**Things to do**
A: List, in order, every question posed in the interview about HALEU fuel pellets, copying each question's wording from the text.
B: Resume the interview about HALEU fuel pellets after its final line.

**Page text**
____

Researchers at Idaho National Laboratory (INL), in collaboration with General Electric and supported by the US Department of Energy (DOE), have made significant advancements in the development of high-assay low-enriched uranium (HALEU) fuel pellets for next-generation nuclear reactors.
Jennifer K. Watkins, Ph.D., U.S. WIN member, explains her role in this accomplishment.
Jennifer K. Watkins, Ph.D.
Summarize your career up to your current role
I spent 16 years in a finance position for a municipality and decided I wanted to do something else. I went back to school to finish my bachelor’s degree and was introduced to materials science. During my undergraduate career, I started working as a research assistant in the Advanced Materials Laboratory at Boise State University. It was during that time that I discovered the benefits of what nuclear energy has to offer and began my work in advanced nuclear fuel technology. My advisor offered me a graduate position and I opted to continue my education pursuing a doctorate in Materials Science & Engineering. I was fortunate to receive a Department of Energy Nuclear Energy University Program graduate fellowship, which allowed me to intern for 6 months at INL. During that time, I assisted with fabrication of U3Si2 fuel pellets, which were the first non-oxide fuel pellets to be irradiated in a commercial nuclear reactor. That experience led me to the INL Graduate Fellow program. That program allowed me to finish my coursework at Boise State, after which I transitioned to INL full-time to complete my Ph.D. research, focusing mainly on uranium nitride projects. After defending my dissertation, I took a full-time staff position at INL continuing my work in fabrication and synthesis of advanced technology nuclear fuels.
Why did you decide to work in this area (HALEU)?
This particular project was a collaboration with industry to show that HALEU pellets could be fabricated to commercial standards utilizing the available feedstock at INL. HALEU fuel will be essential for use in advanced reactors which are slated to be demonstrated within the next decade.
What were the main challenges you faced during the development of the HALEU fuel pellets?
Ensuring we had met all the commercial standards required by our collaborator.
What do you see for the future of research at INL?
Expanding in all aspects of nuclear research. New reactor materials and technologies are essential to getting these advanced technologies matured to the point of commercial deployment. Research led by INL in collaboration with industry partners will support these demonstrations and their development.
How did U.S. WIN help you during your career?
Being able to connect with other women in the nuclear industry and finding connections through networking at the U.S. WIN conference and committees has been valuable. Knowing I’ve got support and resources to draw on when I encounter challenging situations is so beneficial, not only in career advancement, but in personal well-being.
How are you promoting U.S. WIN with your colleagues?

____

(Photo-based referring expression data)

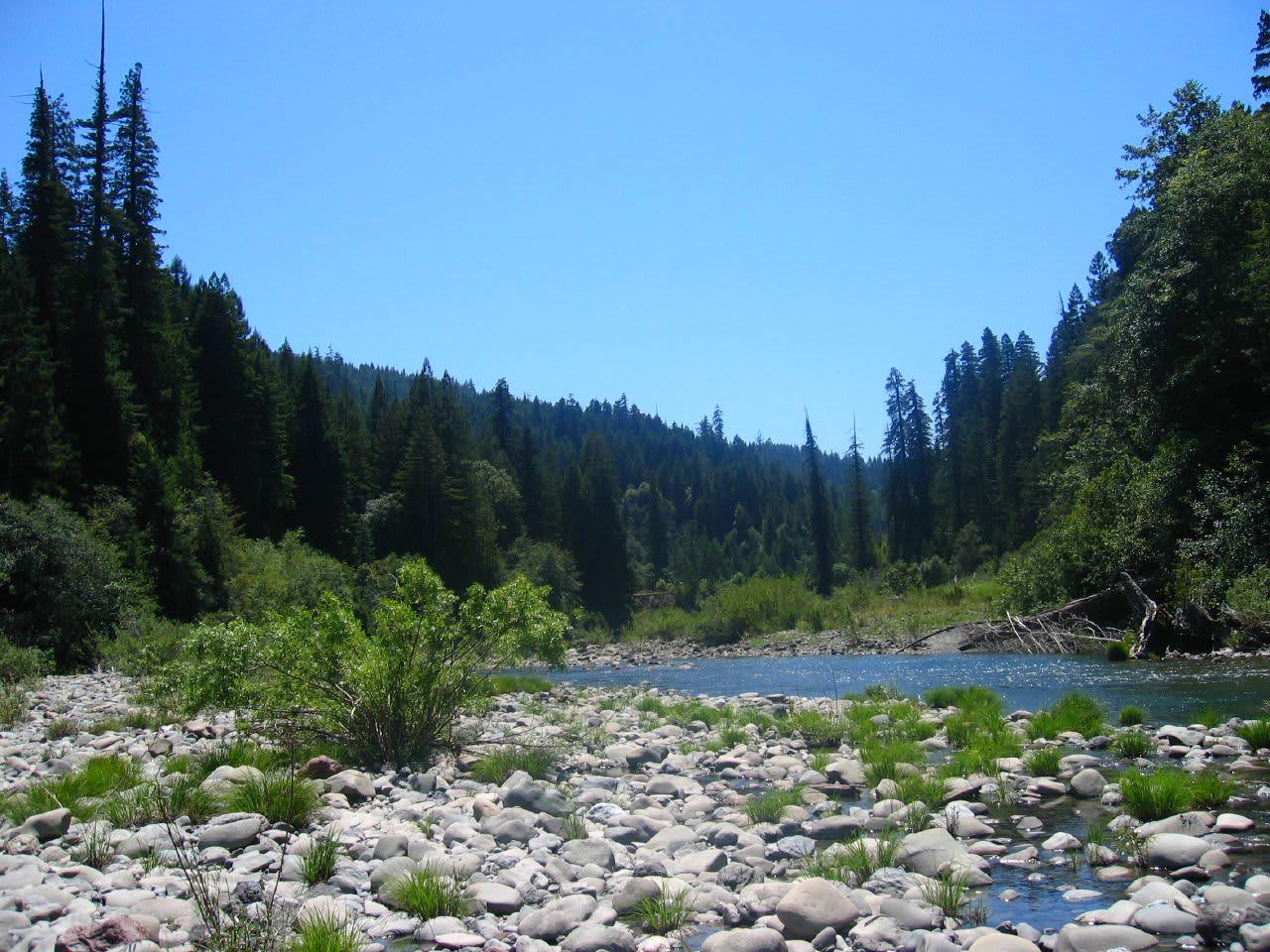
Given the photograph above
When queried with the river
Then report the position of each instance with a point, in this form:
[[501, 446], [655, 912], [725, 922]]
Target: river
[[1171, 690]]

____

**Answers to the exercises**
A:
1. Summarize your career up to your current role
2. Why did you decide to work in this area (HALEU)?
3. What were the main challenges you faced during the development of the HALEU fuel pellets?
4. What do you see for the future of research at INL?
5. How did U.S. WIN help you during your career?
6. How are you promoting U.S. WIN with your colleagues?

B:
I routinely recruit for U.S. WIN; the committees ALWAYS need assistance. I am always talking up the organization through my role on the Communications Committee’s Twitter team and as part of our outreach for Nuclear Science Week.
More about HALEU
Development of HALEU Fuel: HALEU, uranium enriched to between 5% and 20% uranium-235, is essential for advanced nuclear reactors. INL has produced fuel pellets enriched to 15% uranium-235, marking a crucial step in the testing and qualification process.
Advantages of HALEU: HALEU fuel allows for increased in-core lifetimes, higher enrichment, and more uranium-235 atoms per pellet, leading to longer cycle times, less waste, and less downtime for refueling.
Fabrication Techniques: The HALEU fuel pellets were made using a traditional powder metallurgy process, similar to that used for light water reactor fuel, demonstrating the capability to fabricate commercial quality uranium dioxide (UO2) HALEU.
Collaboration with General Electric: INL is collaborating with General Electric to fabricate 100-150 pellets for irradiation in the Advanced Test Reactor, testing the endurance of a prototype cladding material that could improve reactor performance.
DOE’s Role and Funding: The project is funded under the DOE’s Accident Tolerant Fuel Program, which aims to commercialize new fuels within the decade, enhancing plant performance and safety response to severe accidents.
Broader Implications: Demonstrating UO2 HALEU fabrication opens the door for other types of HALEU fuels, such as nitride, boride, carbide, and silicide, which have higher uranium densities and could offer even higher performance levels for advanced reactors.
Commercial Standards: Initial characterization efforts suggest that the high-density pellets produced at INL meet all commercial standards for uranium dioxide, providing options for industry and government agencies to make fuel samples with a wider range of enrichment.
Future Prospects: INL is positioned as the premier place in the US for developing unique and novel fuel concepts, with a wide range of feedstock options and a flexible DOE-based enrichment license allowing adaptability to user needs.